Stocks fall when there is no demand for them and the price is no longer supported. It is likely we have witnessed over the last month or so, one of the biggest exoduses in equities that we have seen in years. To further drive the point home (besides 3C and breadth readings), while the market has moved parabolically higher (which would usually tend to draw investors back in to the market), the week ending October 19th (which saw the S&P-500 gain 12+% since early October) saw domestic equity funds lose $3.5 Billion dollars in redemptions, making this the 10th consecutive week of equity (stocks) fund outflows totaling $100,000,000,000 (that's right, $100 Billion dollars). Two things I'd like to point out, the timeframe of the 10 consecutively weekly outflows is similar to the "Fad's" Foreign Custodial Account losses (meaning Europe not only seems to be abandoning Treasuries, Agency Debt, PrimeX markets, but also US stocks) and secondly, this amount in the last 10 weeks is equivalent to what was redeemed through the entire year of 2009, except it only took 10 weeks!

It is important to understand that these funds don't just redeem the money from their saving's account, unless money starts magically flowing back in to the funds-THEY MUST SELL STOCKS to meet the redemptions, putting further downward pressure on the markets and further reducing breadth.

While this is a rather recent development, Hedge funds reported for Q3 2011 an outflow of $19.3 billion representing the first quarterly loss of net redemptions since March 2009.

Sonner, rather then later, this all catches up and unlike past outflows where money was, "Sitting on the sidelines", it's unlikely this money is coming back.

As for the short squeeze rally, which was no doubt a large reason for the rally, NYSE Short Interest has now fallen to a 2 month low as weak hands have been squeezed out.

Onto Portugal:
It was perfectly preddctable that the "me first" attititude would arise throughout the EU PIIGS (Portugal, Ireland, Italy, Greece and Spain" the minute that Grecce got the gift of debt relief. Unbelievable as it is, Greece is being "saved" AGAIN by allowing them to essentially default on their debt, by a margin of 50%. Why wouldn't other PIIGS demand the same treatment? It was less then 24 hours before Ireland started making noises and now Portugal is starting down its own path. While Ireland is going the route of manipulating their data and possibly sabotaging their own economy to get concessions, Portugal is showing real signs of distress.

I'm not going to spend much time on the Reuters Story just out today in which Portugal asks G20 member Mexico to go to bat for them in pleading their case to the US and asking for assistance-it sounds like a dead end to me. The "Fad" will likely be more concerned with the surge of US treasury selling and trying to find replacement buyers or step in to fill the void then worry about Portugal and if the US decides to help, it will be to spite China and their demands which seek to put a wedge between the EU and the US when it comes to Chinese issues like a market economy distinction and the issue of being labelled a currency manipulator.

● Brief A: Reproduce the passage of the commentary on stock fund outflows starting with "As for the short" and going on through "been squeezed out.".
● Brief B: According to the commentary on stock fund outflows, why do redemptions from equity funds push the markets lower?

● Extracted entries:
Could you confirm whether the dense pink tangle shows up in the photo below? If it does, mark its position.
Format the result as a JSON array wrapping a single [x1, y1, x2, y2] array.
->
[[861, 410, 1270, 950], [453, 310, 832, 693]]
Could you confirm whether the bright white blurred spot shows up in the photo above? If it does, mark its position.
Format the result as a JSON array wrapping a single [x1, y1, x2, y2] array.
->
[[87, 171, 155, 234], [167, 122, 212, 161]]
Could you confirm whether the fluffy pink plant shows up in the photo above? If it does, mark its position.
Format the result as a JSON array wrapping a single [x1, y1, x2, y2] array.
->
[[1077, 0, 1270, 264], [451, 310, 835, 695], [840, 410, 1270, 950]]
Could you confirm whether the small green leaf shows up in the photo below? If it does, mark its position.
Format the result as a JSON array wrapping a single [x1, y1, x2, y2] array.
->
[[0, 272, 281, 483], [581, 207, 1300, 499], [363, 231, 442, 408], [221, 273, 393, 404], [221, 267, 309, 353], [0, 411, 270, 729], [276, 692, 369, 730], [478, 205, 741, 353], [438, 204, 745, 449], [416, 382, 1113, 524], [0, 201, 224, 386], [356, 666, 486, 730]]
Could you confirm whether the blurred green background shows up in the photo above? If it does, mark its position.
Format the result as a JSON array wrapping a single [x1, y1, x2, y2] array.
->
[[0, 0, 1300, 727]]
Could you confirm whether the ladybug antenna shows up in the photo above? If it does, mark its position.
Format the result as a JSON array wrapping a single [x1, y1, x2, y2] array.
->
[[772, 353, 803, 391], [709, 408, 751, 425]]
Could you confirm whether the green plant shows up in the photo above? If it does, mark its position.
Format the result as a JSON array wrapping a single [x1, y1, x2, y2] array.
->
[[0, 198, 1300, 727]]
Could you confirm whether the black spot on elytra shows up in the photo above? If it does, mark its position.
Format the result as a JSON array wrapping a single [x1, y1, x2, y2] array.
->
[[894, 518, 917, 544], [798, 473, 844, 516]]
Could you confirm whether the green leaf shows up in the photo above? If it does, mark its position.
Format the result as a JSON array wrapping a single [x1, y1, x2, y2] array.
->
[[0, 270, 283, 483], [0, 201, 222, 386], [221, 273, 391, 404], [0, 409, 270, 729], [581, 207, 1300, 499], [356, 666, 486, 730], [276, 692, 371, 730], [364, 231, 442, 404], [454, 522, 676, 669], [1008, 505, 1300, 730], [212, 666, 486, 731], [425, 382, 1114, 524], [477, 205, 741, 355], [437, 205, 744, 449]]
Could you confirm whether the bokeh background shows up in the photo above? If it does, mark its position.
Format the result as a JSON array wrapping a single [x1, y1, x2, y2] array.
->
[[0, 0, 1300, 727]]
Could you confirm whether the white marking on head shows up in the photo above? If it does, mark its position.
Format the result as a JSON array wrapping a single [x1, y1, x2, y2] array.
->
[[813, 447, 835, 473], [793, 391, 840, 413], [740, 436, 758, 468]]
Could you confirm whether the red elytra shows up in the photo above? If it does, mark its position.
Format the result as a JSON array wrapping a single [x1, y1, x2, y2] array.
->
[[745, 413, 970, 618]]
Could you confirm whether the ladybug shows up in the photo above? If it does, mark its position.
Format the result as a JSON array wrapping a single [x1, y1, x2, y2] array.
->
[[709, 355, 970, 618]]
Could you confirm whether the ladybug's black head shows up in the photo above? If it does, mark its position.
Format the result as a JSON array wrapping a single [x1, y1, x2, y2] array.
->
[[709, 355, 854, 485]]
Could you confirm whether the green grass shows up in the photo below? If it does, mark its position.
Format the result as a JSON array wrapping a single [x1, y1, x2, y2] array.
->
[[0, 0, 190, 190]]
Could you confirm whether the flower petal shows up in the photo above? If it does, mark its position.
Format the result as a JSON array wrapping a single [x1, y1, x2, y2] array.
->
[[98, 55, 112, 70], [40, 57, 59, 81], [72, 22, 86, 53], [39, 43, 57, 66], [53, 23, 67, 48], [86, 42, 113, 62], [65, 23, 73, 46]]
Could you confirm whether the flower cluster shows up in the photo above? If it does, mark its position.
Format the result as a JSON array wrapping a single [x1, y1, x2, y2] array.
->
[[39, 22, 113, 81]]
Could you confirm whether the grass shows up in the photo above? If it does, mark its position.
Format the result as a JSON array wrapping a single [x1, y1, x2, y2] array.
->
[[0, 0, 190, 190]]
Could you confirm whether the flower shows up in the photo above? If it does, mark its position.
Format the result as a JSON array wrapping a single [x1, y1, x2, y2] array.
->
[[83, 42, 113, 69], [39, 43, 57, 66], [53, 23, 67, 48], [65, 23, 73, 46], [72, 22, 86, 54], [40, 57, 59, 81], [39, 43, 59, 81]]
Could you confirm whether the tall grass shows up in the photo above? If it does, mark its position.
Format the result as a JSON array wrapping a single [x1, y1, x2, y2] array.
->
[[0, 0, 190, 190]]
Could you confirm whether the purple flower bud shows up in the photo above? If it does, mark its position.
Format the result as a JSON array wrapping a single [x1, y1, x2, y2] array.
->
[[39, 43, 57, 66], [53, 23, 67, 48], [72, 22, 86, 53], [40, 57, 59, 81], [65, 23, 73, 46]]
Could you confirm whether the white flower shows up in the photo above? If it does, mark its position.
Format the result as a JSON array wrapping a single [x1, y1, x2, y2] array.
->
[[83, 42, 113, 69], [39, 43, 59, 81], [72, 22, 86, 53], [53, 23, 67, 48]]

● Written solution A:
As for the short squeeze rally, which was no doubt a large reason for the rally, NYSE Short Interest has now fallen to a 2 month low as weak hands have been squeezed out.

● Written solution B: The funds don't pay redemptions out of a savings account. Unless new money flows back in, they must sell stocks to meet the redemptions. That selling adds downward pressure on the markets and further reduces breadth.